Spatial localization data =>
<<<<
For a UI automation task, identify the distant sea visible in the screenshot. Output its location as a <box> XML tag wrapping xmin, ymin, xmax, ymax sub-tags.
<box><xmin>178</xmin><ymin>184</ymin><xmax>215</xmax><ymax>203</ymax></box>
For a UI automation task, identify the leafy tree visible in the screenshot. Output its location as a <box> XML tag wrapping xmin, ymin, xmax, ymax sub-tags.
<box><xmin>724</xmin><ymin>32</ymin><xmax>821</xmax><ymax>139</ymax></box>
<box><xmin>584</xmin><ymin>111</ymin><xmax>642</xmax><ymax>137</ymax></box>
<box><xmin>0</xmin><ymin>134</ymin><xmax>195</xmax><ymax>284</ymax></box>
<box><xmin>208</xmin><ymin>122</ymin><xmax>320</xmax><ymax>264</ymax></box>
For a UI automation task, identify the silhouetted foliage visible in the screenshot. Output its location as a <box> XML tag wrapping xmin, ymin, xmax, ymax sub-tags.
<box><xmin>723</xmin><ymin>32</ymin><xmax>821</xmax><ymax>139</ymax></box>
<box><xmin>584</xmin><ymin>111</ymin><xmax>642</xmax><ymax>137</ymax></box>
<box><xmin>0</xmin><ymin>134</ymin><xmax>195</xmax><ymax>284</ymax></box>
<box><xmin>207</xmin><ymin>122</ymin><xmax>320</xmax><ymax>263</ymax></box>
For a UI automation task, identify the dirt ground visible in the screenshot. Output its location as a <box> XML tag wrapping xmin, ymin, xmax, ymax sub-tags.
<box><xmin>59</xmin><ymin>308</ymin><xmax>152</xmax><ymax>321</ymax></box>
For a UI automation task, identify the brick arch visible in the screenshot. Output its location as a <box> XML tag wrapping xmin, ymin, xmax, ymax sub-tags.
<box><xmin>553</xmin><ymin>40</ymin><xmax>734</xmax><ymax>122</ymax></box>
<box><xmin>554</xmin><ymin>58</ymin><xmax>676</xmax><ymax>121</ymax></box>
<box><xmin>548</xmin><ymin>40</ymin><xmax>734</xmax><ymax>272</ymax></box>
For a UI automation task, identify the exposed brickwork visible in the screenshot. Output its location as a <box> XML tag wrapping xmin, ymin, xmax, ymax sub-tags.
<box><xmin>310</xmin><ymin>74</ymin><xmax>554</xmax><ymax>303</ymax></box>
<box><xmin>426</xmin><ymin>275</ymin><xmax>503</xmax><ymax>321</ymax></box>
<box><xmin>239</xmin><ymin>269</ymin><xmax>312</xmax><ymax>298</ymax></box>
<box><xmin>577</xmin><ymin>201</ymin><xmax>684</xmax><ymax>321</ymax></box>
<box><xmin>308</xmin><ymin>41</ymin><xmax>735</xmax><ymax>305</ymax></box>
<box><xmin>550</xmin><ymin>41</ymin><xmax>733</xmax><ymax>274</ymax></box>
>>>>
EXERCISE BRIEF => Nothing in the data may be left out; copy every line exactly.

RESPONSE BELOW =>
For a UI automation task, identify the distant sea visible in the screenshot. Output its location as a <box> XML tag wrapping xmin, ymin, xmax, ymax sub-tags.
<box><xmin>178</xmin><ymin>184</ymin><xmax>215</xmax><ymax>203</ymax></box>
For a UI automation task, identify the leafy tree visible in the screenshot. Output its location as a <box> XML tag wrapping xmin, ymin, xmax, ymax sub-tags.
<box><xmin>724</xmin><ymin>32</ymin><xmax>821</xmax><ymax>139</ymax></box>
<box><xmin>584</xmin><ymin>111</ymin><xmax>642</xmax><ymax>137</ymax></box>
<box><xmin>0</xmin><ymin>134</ymin><xmax>195</xmax><ymax>284</ymax></box>
<box><xmin>208</xmin><ymin>122</ymin><xmax>320</xmax><ymax>264</ymax></box>
For a UI automation task, identify the silhouetted foliage visible in the screenshot. Output its location as a <box> XML tag wrapping xmin, ymin, xmax, ymax sub-tags.
<box><xmin>723</xmin><ymin>32</ymin><xmax>821</xmax><ymax>139</ymax></box>
<box><xmin>584</xmin><ymin>111</ymin><xmax>642</xmax><ymax>137</ymax></box>
<box><xmin>0</xmin><ymin>134</ymin><xmax>195</xmax><ymax>284</ymax></box>
<box><xmin>207</xmin><ymin>122</ymin><xmax>320</xmax><ymax>263</ymax></box>
For a UI automation task, identify the dirt ground visible in the screenshot. Output its location as a <box> XML tag wrapping xmin, ymin, xmax, ymax sub-tags.
<box><xmin>59</xmin><ymin>308</ymin><xmax>152</xmax><ymax>321</ymax></box>
For a UI automation task, identify the brick arch visible in the screenshot. Output its location as a <box> XML tag wrapping xmin, ymin, xmax, ymax sub-tags.
<box><xmin>553</xmin><ymin>40</ymin><xmax>734</xmax><ymax>122</ymax></box>
<box><xmin>554</xmin><ymin>58</ymin><xmax>676</xmax><ymax>121</ymax></box>
<box><xmin>548</xmin><ymin>40</ymin><xmax>734</xmax><ymax>272</ymax></box>
For a UI automation task, identify the exposed brickwork visible in the screenshot. Output its location as a <box> XML tag wrapping xmin, ymin, xmax, ymax sub-tags.
<box><xmin>310</xmin><ymin>74</ymin><xmax>554</xmax><ymax>303</ymax></box>
<box><xmin>426</xmin><ymin>275</ymin><xmax>503</xmax><ymax>321</ymax></box>
<box><xmin>239</xmin><ymin>269</ymin><xmax>312</xmax><ymax>298</ymax></box>
<box><xmin>577</xmin><ymin>201</ymin><xmax>684</xmax><ymax>321</ymax></box>
<box><xmin>308</xmin><ymin>41</ymin><xmax>735</xmax><ymax>305</ymax></box>
<box><xmin>550</xmin><ymin>41</ymin><xmax>733</xmax><ymax>274</ymax></box>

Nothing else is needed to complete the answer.